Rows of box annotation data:
=======

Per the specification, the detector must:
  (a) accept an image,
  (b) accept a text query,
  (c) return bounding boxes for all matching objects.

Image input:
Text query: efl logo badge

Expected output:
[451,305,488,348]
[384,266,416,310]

=======

Requirement: Can you give every line of the items above as a Markdown table with the columns "No." and "Text", omitting blank lines?

Task response:
| No. | Text |
|---|---|
| 1 | Per the specification, the detector must: |
| 2 |   (a) accept an image, |
| 3 |   (b) accept a text query, |
| 4 |   (c) return bounding boxes for all matching objects. |
| 5 | Image input: |
| 6 | Text query: efl logo badge |
| 7 | Expected output: |
| 8 | [451,305,488,348] |
| 9 | [384,266,416,310] |